Based on PCa GWAS reported before December 2009, we selected 33 PCa risk-associated SNPs, each of which exceeded genome-wide significance levels in their initial reports (P < 10-7) and all have been replicated in independent study populations (1-15). Considering that many SNPs are in LD with each of these 33 SNPs, we used LD blocks (r2 value ≥ 0.5) to define the genomic regions of these established PCa risk SNPs based on CEU genotype data from HapMap release#27 (Phase II+PhaseIII). One SNP (rs16902094) was not included in the study because it was not available in the HapMap release data. Thus there were 32 PCa associated LD blocks. The SNP list and pair-wise r2 values of the PCa risk-associated SNPs are provided in Supplementary Table 2.

Results

The search for all known SNPs within the regions of 22,447 ChIP-on-chip detected AR binding sites in the HapMap database (Build 36) revealed a total of 18,401 SNPs (Figure 1a-b). These SNPs are listed in Supplementary Table 3. In the JHH study, 12,724 of these 18,401 SNPs were directly genotyped or successfully imputed and passed the quality control criteria outlined in the materials and methods (Figure 1c). Association of PCa risk with each of these 12,724 SNPs was performed using an allelic test. Given that some of these SNPs are in LD, we used the CLUMP function of the PLINK computer program to infer independent LD blocks (Figure 1d). Among the 9,500 independent LD blocks, we observed 4 blocks where at least one SNP was associated with PCa risk at P <10-5 (Figure 1e). This P-value cutoff was chosen to approximate a 5% Type I error after accounting for 9,500 tests using a Bonferroni correction. The four blocks were 8p21 at 3′ of NKX3.1, 10q11 at 5′ of MSMB, and regions 1 and 2 of 8q24 (Supplementary Table 4), all of which were known PCa risk-associated SNPs. To assess whether the observation of four significant blocks represented an enrichment of PCa risk-associated SNPs in the regions containing AR binding sites, we performed a simulation analysis under the null hypothesis of no association between SNPs in these 9,500 blocks and PCa risk. Among the 100,000 replicates, we found 10 replicates where 4 or more blocks were significantly associated with PCa risk at P < 10-5. Therefore, the excess of observed PCa risk-associated LD blocks (enrichment) was statistically significant, with an empirical P value of 0.0001 (10/100,000) (Figure 1f).

Required tasks.
A) In the prostate cancer SNP text, why was rs16902094 left out of the study?
B) Shorten the paragraph of the prostate cancer SNP text beginning "Based on PCa GWAS reported before December 2009", keeping its main facts.
C) Go on with the prostate cancer SNP text from the point where it stops.
The entries that follow come from a separate source.

Data under study.
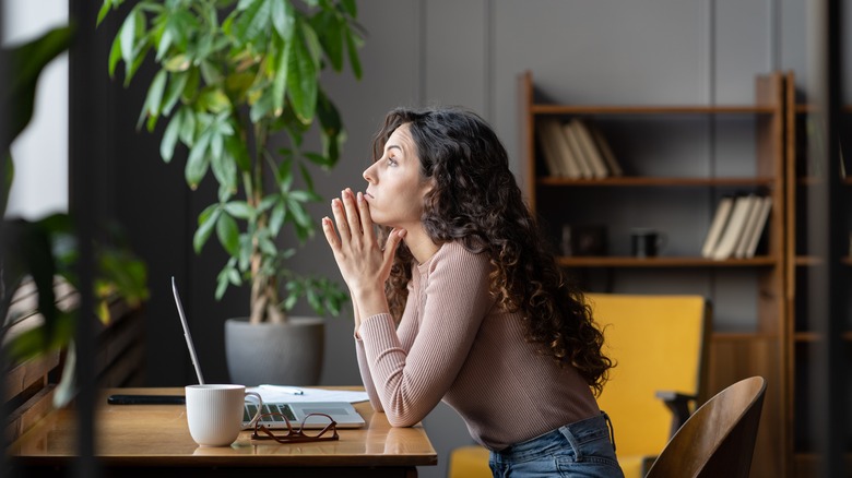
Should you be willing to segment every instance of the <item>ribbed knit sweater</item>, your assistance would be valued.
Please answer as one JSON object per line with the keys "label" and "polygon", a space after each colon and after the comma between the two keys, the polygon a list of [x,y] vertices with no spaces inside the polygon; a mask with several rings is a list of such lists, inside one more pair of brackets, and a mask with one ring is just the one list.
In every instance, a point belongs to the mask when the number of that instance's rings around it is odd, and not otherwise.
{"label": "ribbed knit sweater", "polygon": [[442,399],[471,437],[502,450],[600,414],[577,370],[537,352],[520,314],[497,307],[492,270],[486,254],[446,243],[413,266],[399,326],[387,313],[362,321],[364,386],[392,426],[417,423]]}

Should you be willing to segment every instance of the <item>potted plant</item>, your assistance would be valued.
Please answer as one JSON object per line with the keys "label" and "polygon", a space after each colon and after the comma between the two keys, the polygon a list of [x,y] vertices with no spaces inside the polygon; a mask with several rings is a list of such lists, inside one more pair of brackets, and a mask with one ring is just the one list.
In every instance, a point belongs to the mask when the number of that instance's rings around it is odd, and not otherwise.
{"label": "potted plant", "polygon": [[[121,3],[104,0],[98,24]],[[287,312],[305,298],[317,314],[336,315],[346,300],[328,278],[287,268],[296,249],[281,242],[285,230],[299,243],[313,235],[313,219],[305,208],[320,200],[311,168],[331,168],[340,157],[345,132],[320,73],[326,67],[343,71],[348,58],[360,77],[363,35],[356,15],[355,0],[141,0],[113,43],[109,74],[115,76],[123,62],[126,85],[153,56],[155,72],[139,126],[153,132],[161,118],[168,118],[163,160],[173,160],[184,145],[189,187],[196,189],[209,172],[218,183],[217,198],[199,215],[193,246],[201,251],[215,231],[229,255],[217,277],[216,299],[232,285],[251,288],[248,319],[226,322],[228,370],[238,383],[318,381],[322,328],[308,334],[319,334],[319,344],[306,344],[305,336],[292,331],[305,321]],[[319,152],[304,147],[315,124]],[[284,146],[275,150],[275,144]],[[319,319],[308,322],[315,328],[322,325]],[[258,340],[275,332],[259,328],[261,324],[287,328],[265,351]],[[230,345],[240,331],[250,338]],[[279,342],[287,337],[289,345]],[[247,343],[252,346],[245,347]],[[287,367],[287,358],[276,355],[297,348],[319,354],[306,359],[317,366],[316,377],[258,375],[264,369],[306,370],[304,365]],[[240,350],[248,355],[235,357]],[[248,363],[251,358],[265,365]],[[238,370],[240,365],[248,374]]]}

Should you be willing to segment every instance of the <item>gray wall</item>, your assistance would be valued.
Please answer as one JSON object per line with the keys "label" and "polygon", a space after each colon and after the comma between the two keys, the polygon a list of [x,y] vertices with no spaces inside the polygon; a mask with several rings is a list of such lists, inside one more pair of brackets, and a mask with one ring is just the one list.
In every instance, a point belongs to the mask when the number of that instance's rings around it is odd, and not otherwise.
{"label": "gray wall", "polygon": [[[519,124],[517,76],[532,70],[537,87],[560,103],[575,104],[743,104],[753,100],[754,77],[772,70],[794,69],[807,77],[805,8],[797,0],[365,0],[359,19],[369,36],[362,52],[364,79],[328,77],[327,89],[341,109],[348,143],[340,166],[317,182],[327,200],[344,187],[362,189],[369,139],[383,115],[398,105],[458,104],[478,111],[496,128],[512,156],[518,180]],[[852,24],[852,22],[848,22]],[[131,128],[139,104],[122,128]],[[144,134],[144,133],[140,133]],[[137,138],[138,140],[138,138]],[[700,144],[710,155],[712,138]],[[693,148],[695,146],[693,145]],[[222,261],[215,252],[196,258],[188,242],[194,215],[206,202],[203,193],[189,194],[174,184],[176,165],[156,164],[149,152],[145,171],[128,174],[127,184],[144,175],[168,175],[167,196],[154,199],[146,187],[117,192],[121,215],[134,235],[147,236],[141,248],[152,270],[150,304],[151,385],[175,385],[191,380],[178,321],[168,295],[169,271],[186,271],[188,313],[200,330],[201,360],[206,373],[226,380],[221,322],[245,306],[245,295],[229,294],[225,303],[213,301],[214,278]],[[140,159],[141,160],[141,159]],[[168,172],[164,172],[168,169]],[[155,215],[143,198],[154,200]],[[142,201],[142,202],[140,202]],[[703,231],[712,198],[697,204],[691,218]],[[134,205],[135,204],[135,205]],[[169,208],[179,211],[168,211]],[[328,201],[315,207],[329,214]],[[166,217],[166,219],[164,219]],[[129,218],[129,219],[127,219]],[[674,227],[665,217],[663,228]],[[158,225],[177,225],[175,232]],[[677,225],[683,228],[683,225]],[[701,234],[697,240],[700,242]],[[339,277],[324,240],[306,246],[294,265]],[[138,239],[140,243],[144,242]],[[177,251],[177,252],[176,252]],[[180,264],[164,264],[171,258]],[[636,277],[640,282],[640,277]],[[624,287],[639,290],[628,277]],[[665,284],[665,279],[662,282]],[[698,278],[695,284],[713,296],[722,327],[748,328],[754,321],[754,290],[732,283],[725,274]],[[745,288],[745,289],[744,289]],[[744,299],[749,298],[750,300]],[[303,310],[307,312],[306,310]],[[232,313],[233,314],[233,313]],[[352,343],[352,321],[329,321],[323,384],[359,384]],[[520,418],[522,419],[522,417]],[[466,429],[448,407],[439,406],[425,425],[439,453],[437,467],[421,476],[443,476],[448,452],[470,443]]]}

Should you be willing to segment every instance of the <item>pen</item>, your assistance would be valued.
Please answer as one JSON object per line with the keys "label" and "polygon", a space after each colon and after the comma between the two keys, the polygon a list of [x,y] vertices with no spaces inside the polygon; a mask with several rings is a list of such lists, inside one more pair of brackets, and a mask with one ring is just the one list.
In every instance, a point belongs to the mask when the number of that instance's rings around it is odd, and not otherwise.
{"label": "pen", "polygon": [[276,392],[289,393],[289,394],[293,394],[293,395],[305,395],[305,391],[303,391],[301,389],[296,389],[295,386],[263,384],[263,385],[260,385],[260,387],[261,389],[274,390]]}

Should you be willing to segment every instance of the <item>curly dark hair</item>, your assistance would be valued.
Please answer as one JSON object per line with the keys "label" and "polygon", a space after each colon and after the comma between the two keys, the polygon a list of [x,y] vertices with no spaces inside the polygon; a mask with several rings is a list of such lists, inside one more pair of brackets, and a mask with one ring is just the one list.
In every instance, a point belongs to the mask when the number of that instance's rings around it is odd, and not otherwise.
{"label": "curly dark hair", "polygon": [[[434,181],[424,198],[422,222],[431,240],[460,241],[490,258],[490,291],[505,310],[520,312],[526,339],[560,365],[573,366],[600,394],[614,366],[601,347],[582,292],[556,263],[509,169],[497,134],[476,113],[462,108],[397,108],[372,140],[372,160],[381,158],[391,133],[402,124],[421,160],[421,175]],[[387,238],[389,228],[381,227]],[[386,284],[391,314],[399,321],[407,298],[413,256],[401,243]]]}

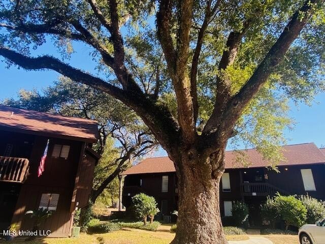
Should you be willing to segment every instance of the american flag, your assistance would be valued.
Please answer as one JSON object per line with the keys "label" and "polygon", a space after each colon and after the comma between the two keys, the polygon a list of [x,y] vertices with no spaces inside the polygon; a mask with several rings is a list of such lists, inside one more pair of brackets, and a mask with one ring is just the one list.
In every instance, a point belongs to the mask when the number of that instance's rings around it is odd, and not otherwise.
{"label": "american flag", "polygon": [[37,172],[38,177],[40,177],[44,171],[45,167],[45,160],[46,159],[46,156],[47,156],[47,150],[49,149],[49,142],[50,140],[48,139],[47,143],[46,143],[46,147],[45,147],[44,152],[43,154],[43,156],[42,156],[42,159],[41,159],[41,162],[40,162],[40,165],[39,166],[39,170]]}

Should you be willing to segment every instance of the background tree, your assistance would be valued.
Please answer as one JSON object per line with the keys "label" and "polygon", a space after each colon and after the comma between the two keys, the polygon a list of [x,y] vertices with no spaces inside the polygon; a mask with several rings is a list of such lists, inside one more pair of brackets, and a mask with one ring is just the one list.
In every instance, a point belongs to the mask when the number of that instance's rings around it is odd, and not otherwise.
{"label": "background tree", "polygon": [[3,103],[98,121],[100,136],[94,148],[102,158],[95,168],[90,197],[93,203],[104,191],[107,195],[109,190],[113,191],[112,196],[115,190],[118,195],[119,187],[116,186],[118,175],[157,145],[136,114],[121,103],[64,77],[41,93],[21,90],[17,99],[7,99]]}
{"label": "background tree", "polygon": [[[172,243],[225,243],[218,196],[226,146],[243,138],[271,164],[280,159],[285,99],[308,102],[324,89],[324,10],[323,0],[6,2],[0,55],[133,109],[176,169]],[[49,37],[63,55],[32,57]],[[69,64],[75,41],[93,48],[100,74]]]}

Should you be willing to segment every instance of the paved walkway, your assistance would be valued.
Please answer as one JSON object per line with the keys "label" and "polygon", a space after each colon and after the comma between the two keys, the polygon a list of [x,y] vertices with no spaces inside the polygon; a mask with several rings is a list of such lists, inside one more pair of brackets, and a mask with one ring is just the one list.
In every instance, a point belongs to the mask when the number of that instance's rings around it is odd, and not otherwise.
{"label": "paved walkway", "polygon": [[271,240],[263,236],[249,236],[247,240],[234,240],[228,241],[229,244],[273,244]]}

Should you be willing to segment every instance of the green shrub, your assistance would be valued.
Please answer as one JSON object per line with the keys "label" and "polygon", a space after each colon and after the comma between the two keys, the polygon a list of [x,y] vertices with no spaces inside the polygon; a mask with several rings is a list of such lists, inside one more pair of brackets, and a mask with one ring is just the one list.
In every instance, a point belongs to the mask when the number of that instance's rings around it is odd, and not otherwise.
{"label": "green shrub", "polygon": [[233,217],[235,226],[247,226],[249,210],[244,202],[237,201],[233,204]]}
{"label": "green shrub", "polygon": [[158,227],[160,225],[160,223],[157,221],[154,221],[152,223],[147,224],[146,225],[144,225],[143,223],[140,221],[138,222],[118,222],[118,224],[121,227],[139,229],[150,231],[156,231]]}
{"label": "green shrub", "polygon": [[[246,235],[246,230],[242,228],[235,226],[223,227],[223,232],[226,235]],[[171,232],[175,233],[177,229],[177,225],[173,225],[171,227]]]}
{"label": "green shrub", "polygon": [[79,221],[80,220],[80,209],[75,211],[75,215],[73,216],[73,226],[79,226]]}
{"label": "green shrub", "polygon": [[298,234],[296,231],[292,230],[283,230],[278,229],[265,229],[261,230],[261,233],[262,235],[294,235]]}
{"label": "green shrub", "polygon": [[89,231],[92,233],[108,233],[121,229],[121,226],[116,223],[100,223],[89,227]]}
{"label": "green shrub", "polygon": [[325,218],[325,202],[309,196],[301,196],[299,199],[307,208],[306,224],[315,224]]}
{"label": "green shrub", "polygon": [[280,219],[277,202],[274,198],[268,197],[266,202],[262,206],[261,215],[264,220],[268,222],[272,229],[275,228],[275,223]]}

Activity answers.
A) It was not available in the HapMap release data.

B) From PCa GWAS reported before December 2009, 33 risk-associated SNPs were selected. Each had reached genome-wide significance (P < 10-7) and had been replicated in independent populations. Their genomic regions were defined as LD blocks (r2 ≥ 0.5) using CEU genotype data from HapMap release #27. rs16902094 was excluded because HapMap did not contain it, which left 32 PCa-associated LD blocks. The SNP list and pairwise r2 values appear in Supplementary Table 2.

C)
Figure 1.

Figure 1

Flow chart of study design and key findings: a) number of AR binding sites in the genome defined by chromatin immunoprecipitation with tiled oligonucleotide microarrays (ChIP-on-chip) reported by Wang et al. (2009), b) number of known SNPs in the regions containing AR binding sites, c) number of SNPs that were directly genotyped or imputed with a call rate ≥ 95% in each study in the JHH, CGEMS, and combined JHH and CGEMS dataset, d) number of independent LD blocks, e) number of LD blocks where at least one SNP in the block was statistically associated with PCa risk (allelic test) in each study, and f) results from simulation analysis using a bootstrapping method.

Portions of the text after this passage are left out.